(Beginning of STUDY MATERIAL)

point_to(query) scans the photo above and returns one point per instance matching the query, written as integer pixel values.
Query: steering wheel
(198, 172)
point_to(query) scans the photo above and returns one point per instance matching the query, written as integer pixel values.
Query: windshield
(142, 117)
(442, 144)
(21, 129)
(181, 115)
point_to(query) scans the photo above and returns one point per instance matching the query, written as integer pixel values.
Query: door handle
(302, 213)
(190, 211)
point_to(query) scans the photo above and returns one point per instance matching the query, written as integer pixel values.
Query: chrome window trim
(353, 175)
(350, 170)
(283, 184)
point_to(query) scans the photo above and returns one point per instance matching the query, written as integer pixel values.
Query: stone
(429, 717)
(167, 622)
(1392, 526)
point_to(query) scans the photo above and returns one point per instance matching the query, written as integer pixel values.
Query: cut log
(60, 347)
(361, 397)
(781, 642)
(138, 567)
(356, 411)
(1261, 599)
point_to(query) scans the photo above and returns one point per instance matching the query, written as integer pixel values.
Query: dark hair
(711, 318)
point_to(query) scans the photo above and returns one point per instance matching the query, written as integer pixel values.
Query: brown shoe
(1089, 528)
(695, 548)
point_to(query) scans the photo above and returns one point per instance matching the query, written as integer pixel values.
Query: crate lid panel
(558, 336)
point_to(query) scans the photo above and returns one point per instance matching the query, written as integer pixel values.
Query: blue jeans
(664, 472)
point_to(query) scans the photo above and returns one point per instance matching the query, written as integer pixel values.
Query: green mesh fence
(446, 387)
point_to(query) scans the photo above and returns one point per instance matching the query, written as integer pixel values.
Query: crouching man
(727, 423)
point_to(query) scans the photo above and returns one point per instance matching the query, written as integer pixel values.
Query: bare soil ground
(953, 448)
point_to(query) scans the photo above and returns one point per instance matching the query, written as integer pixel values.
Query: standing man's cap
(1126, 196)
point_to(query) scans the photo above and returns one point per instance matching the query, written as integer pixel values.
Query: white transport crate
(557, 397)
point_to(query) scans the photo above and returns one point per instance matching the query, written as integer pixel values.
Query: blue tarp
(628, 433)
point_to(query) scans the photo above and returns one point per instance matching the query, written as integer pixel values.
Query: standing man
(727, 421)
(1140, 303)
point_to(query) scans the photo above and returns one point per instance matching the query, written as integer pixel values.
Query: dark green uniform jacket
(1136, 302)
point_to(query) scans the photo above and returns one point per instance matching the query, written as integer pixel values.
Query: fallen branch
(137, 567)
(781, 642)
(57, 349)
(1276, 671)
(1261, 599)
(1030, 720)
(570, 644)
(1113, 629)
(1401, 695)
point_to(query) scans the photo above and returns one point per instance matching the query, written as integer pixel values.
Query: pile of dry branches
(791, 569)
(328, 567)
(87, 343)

(End of STUDY MATERIAL)

**TRY IT**
In full and exactly as written, repeat the data.

**RESPONSE TO THIS EXERCISE**
point_to(query) scans the photo above and returns one point per instance matching the query, written as integer pixel values.
Query: steering wheel
(198, 172)
point_to(query) scans the photo above and returns one point per instance matching the query, written as integer pixel values.
Query: windshield
(142, 117)
(442, 144)
(21, 129)
(181, 115)
point_to(query) scans the photo above and returns one point per instance matching the query, written as integer pixel values.
Query: door handle
(302, 213)
(190, 211)
point_to(query) scans the photo above and returns one point per instance matching the query, written as integer pixel values.
Query: chrome window trim
(353, 175)
(350, 170)
(283, 184)
point_to(query) scans the photo above and returns one point per instance matching the query, written as integer pixel values.
Query: stone
(429, 717)
(167, 622)
(1392, 526)
point_to(query) scans the photo above and returns one point per instance matching the query, written as integer pixel values.
Query: cut log
(60, 347)
(361, 397)
(781, 642)
(138, 567)
(356, 411)
(1261, 599)
point_to(query) scans the photo above and returns one point per instance matching the query, written as integer pixel values.
Query: dark hair
(711, 318)
point_to(query) scans the photo above and returns one point per instance matching the query, written as integer pixel values.
Query: brown shoe
(1089, 528)
(695, 548)
point_to(query) scans the photo above and returns one point per instance matching the query, written as integer pixel values.
Query: crate lid panel
(558, 336)
point_to(query) scans the photo above and returns one point per instance matching the query, written as integer pixel values.
Query: blue jeans
(664, 472)
point_to(query) scans the photo above and returns one point per instance matching the query, written as integer pixel values.
Query: green mesh fence
(446, 387)
point_to(query) scans the photo above and returns one point per instance matching the query, written as integer pixel values.
Query: crouching man
(727, 423)
point_to(query) scans the photo above and returns one point per instance matching the query, written as integer pixel values.
Query: bare soil ground
(953, 448)
point_to(query) scans the photo above and returns one point per instance matching the query, written as integer pixel values.
Query: standing man's cap
(1126, 196)
point_to(query) scans the photo above and returns one point per instance matching the query, written as integer pixel values.
Query: white transport crate
(557, 397)
point_to(query) scans the photo above and returns one point per instance matching the query, written as integer pixel values.
Query: blue tarp
(628, 433)
point_to(query) scans the photo above and returns one point per instance matching the query, written as integer pixel values.
Query: standing man
(727, 421)
(1140, 303)
point_to(query) scans the photo above and returns one point per instance matching the query, written as integer pixel values.
Query: dark green uniform jacket
(1136, 302)
point_to(query) scans the photo above and returns one point per instance matching the query, written as integer pixel values.
Query: fallen branch
(137, 567)
(781, 642)
(57, 349)
(1276, 671)
(1261, 599)
(1030, 720)
(570, 644)
(1113, 629)
(1401, 695)
point_to(query) scans the photo above and returns one point per instance matching the query, written as integer pixel values.
Query: pile of dry branches
(791, 569)
(328, 567)
(87, 343)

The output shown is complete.